> [WHAT YOU WILL DO]
Write out every line of the listing below with no changes at all.

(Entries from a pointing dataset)
· · · · · · ·
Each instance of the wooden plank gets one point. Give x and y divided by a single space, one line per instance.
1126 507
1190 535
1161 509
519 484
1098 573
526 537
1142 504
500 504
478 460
· · · · · · ·
> [FULL OUTPUT]
Each instance of the wooden plank gets one point. Give x and y divided by a single space, one line per instance.
1126 507
1190 535
1161 509
519 484
1098 573
526 537
1142 504
500 504
478 460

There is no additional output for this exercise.